● EXTRAIT
La course au train de nuit

Avec l’ouverture à la concurrence prévue pour fin 2027, le secteur attire de nouveaux adeptes. La coopérative Railcoop, qui a levé plus de 1,5 million d’euros en mars 2021, soit le capital social nécessaire pour déposer une licence ferroviaire, espère bien pouvoir prendre le train de nuit en marche, comme l’explique Dominique Guerrée, son président, pourtant bien conscient des difficultés pour se faire une place sur le marché ferroviaire. « Il va clairement y avoir un développement rapide du train de nuit d’ici 2030. Après, reste à savoir si les petits opérateurs pourront s’imposer. Rien n’est moins évident : nous n'avons pas les moyens financiers des opérateurs historiques et on ne peut pas simplement restaurer d'anciennes voitures. »  

L’ouverture à la concurrence permettra notamment de diversifier les offres proposées. Pour l’heure la SNCF met à disposition trois catégories de billets : siège inclinable, compartiments de seconde classe (6 couchettes) et de première classe (4 couchettes). Les prix varient ainsi pour rester accessibles au plus grand nombre et être une alternative plus écologique aussi bien pour les utilisateurs de bus longue distance que de TGV ou d’avion. Midnight Trains, start-up dans laquelle l’homme d'affaires Xavier Niel a investi, souhaite s'imposer dans le réseau ferroviaire européen en proposant dès 2024 des liaisons nocturnes dignes d’un « hôtel sur rails » qui n’auront rien à envier aux classes affaires des compagnies aériennes. Mais la mise en place de lignes de luxe éloigne le train de nuit de son rôle de service public. Et la multiplication des services proposés à bord augmenteront nécessairement les émissions par rapport à un trajet ferroviaire classique.

● CONSIGNES
[a] Reformulez sous forme de liste le paragraphe de l'extrait qui commence par « L’ouverture à la concurrence permettra », en conservant ses informations principales.
[b] Selon l'extrait, quelles sont toutes les catégories de billets que la SNCF met à disposition ?
Les données présentées ensuite proviennent d'une autre source.

● DONNÉES FOURNIES

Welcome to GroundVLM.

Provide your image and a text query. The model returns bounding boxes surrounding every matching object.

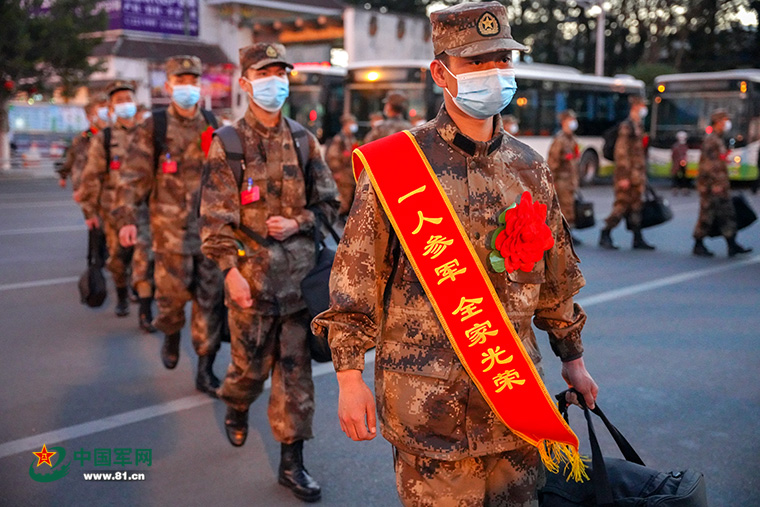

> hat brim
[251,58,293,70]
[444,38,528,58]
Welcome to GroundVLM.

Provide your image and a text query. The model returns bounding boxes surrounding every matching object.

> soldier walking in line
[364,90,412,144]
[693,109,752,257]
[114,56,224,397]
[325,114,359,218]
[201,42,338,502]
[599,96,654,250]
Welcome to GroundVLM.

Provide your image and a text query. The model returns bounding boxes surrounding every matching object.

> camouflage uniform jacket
--
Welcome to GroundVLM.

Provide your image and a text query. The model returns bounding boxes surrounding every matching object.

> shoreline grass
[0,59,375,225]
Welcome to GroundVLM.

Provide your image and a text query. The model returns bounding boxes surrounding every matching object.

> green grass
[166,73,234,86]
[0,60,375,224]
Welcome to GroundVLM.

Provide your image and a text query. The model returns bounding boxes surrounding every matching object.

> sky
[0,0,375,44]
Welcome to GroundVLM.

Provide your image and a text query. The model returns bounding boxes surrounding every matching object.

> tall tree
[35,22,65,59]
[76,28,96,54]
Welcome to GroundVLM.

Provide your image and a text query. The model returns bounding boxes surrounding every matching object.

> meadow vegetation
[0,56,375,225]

● CORRIGÉ
[a]
- L'ouverture à la concurrence permettra de diversifier les offres.
- La SNCF propose actuellement trois catégories de billets : siège inclinable, compartiment de seconde classe (6 couchettes) et compartiment de première classe (4 couchettes).
- Ces prix variés visent à rester accessibles au plus grand nombre et à offrir une alternative plus écologique au bus longue distance, au TGV et à l'avion.
- Midnight Trains, start-up dans laquelle Xavier Niel a investi, veut proposer dès 2024 en Europe des liaisons nocturnes haut de gamme, comparables à un « hôtel sur rails ».
- Les lignes de luxe éloignent le train de nuit de son rôle de service public.
- La multiplication des services à bord augmentera les émissions par rapport à un trajet ferroviaire classique.

[b]
- Siège inclinable
- Compartiment de seconde classe (6 couchettes)
- Compartiment de première classe (4 couchettes)